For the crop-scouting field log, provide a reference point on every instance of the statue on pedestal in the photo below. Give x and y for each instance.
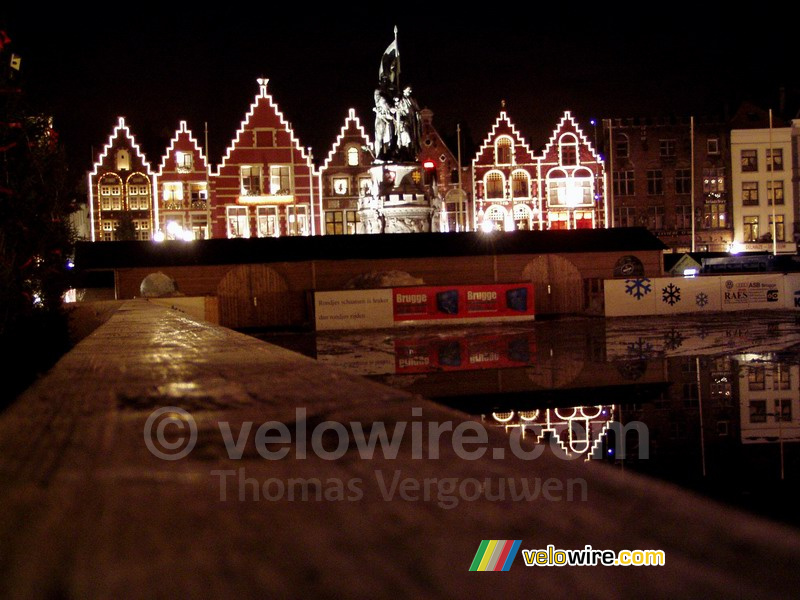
(398, 126)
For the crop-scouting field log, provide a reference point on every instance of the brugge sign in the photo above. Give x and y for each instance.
(372, 309)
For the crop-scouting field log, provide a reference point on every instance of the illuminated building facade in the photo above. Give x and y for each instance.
(183, 189)
(121, 187)
(264, 186)
(763, 190)
(343, 176)
(561, 188)
(456, 197)
(653, 178)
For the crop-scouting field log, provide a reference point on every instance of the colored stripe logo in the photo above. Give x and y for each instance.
(495, 555)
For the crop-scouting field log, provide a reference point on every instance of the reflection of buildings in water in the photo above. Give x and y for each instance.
(769, 399)
(579, 430)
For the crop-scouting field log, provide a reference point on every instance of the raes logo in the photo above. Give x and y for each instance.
(495, 555)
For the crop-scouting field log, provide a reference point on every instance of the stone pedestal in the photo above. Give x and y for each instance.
(399, 200)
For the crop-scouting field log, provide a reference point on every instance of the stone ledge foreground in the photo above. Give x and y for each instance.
(86, 511)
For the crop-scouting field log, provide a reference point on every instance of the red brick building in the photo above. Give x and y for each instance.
(264, 186)
(561, 188)
(571, 180)
(456, 199)
(653, 179)
(343, 176)
(503, 174)
(183, 189)
(121, 190)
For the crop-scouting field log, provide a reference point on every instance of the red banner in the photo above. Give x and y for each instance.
(464, 353)
(477, 302)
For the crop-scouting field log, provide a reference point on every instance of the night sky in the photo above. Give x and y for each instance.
(156, 69)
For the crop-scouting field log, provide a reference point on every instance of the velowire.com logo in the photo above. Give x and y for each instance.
(495, 555)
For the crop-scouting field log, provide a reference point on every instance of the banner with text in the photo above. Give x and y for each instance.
(372, 309)
(707, 293)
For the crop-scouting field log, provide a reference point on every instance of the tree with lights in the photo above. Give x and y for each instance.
(35, 231)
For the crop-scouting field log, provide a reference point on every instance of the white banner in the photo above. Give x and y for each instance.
(746, 292)
(356, 309)
(707, 293)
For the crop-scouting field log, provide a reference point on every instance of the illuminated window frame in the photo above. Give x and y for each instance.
(250, 180)
(520, 175)
(491, 181)
(353, 156)
(568, 150)
(280, 180)
(504, 150)
(237, 221)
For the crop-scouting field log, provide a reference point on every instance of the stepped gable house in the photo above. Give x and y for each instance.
(121, 187)
(183, 189)
(264, 185)
(343, 177)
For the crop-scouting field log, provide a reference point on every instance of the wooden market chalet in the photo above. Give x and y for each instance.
(267, 184)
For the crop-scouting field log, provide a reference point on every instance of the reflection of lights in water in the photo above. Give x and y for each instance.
(578, 430)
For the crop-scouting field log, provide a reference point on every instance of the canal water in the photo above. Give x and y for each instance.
(709, 403)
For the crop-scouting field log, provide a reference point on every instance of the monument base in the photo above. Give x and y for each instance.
(400, 200)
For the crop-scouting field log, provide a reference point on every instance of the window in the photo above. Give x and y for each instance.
(503, 151)
(267, 221)
(353, 156)
(138, 192)
(183, 161)
(780, 378)
(351, 221)
(715, 216)
(623, 183)
(714, 181)
(237, 221)
(775, 159)
(280, 180)
(775, 192)
(577, 190)
(625, 216)
(341, 186)
(199, 226)
(666, 148)
(780, 231)
(683, 181)
(142, 229)
(749, 160)
(750, 229)
(198, 195)
(655, 217)
(783, 409)
(494, 186)
(297, 218)
(123, 160)
(522, 217)
(622, 146)
(750, 193)
(251, 181)
(173, 196)
(758, 411)
(334, 222)
(568, 149)
(690, 395)
(655, 182)
(683, 217)
(519, 185)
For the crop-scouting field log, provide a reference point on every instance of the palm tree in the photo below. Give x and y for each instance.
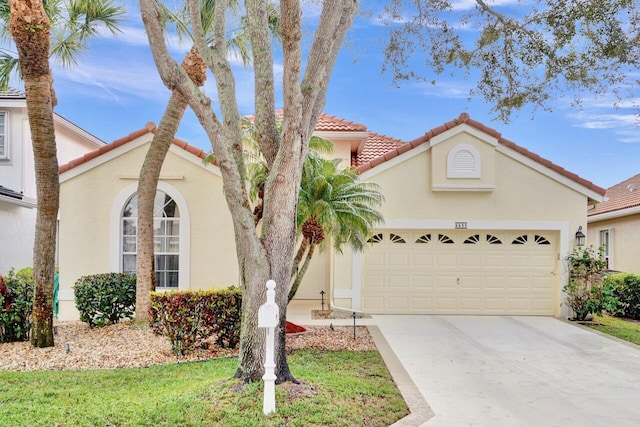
(30, 23)
(332, 204)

------------------------------------------------------------

TASK
Write out the material above again, word for word, minus its pictures.

WRITTEN SOLUTION
For the crop-scouting field log, provide a reference point on every instance of the statue on pedestal in the photo below. Give x and y for each instance.
(398, 126)
For the crop-scouting field log, provide a reference point on every instance of the brugge sign in the photo above. Give x and y for each instance.
(372, 309)
For the crop-scouting field log, provide a reference point on every instance of the illuminated building facade in the photo above. Give x and y for each instance.
(183, 189)
(121, 187)
(264, 186)
(763, 190)
(343, 176)
(561, 188)
(456, 197)
(653, 178)
For the crop-scouting field log, provide a reference point on every instance of the colored stripe logo in the photo above. Give x and y for each instance.
(495, 555)
For the crop-scouting field log, provide a reference point on every instance of the reflection of buildings in water in the photo above. Give x and y for each instance.
(769, 399)
(579, 430)
For the crop-scouting field log, provide a reference point on every instance of the raes logo in the photo above. Give x and y for each instance.
(495, 555)
For the crop-scouting field log, provide a reference point on every instance of the stone pedestal in the photo above. Give x and y for each instance.
(399, 200)
For the crop-scouting field log, provide a reference point on every instance of the stone ledge foreground in the photo above. Give x and y for each instance.
(86, 511)
For the crop-scouting field log, provide a reference point on every instance of the red brick building in the photo above. Give x and y for each instance.
(264, 186)
(561, 188)
(571, 180)
(456, 199)
(653, 179)
(343, 176)
(503, 174)
(183, 189)
(121, 190)
For the crop-scouting field log, provide a reference point on every instance of the red banner in the photo above. Give x and y for each instance.
(464, 353)
(477, 302)
For the crop-scouting field log, provide a reference point on every instance of the night sky in the photo above. Give x and y for each instance.
(156, 69)
For the crop-scouting field log, provide a reference point on every instance of the velowire.com logo in the photo above. Give x and y for each instance.
(495, 555)
For the crop-scouting field log, provide a reference point on every instance of the banner with text in the photo above. Give x and y for each instance.
(372, 309)
(707, 293)
For the crop-scouting field log, provide a reference point on every instance of the tree with lights in the photo above. Give x and y for each instance.
(35, 231)
For the crop-scouting field log, provide a reference point on every instance of the white banner in the photo above. Give x and y for each instance.
(746, 292)
(356, 309)
(707, 293)
For the crop-scouting field log, provide a reference point on every instance of the illuminated window frame in the photo above. Give x and y for each instance.
(250, 180)
(520, 175)
(491, 181)
(353, 156)
(568, 150)
(280, 180)
(504, 150)
(237, 221)
For the crop-scouting field log, provide a reference point on every instance of the stepped gable house in the photo above. Give x and y for each instance.
(121, 187)
(183, 189)
(264, 185)
(343, 177)
For the crop-scouting field log, provide a reference point on every instance of the wooden market chalet in the photo above. Give x and y for each instance.
(267, 184)
For the crop-scouting field log, provide a reference point on every instance of the reflection of lights in water in the photo above. Give x and y for each instance.
(578, 430)
For the crop-scouting field log, provide a reference point on every instance of the canal water in the photo above. Give x and y for each instance.
(709, 403)
For the crop-scouting field log, provide a reference point on every instance of the monument base in the photo above. Give x and y for each instance.
(400, 200)
For the crop-scouting field log, provide a reference point on every instance of the window in the photo above. Give x and y for each instance.
(503, 151)
(267, 221)
(353, 156)
(138, 192)
(183, 161)
(780, 378)
(351, 221)
(715, 216)
(623, 183)
(714, 181)
(237, 221)
(775, 159)
(280, 180)
(775, 192)
(577, 190)
(625, 216)
(341, 186)
(199, 226)
(666, 148)
(780, 231)
(683, 181)
(142, 229)
(749, 160)
(750, 229)
(198, 195)
(655, 217)
(783, 409)
(494, 186)
(297, 218)
(123, 160)
(522, 217)
(622, 146)
(750, 193)
(251, 181)
(173, 196)
(758, 411)
(334, 222)
(568, 149)
(690, 395)
(655, 182)
(683, 217)
(519, 185)
For the crop-scouting field log, provide a reference point on every instance of the palm tree in the photo below. Give x and y for each instance.
(30, 23)
(332, 204)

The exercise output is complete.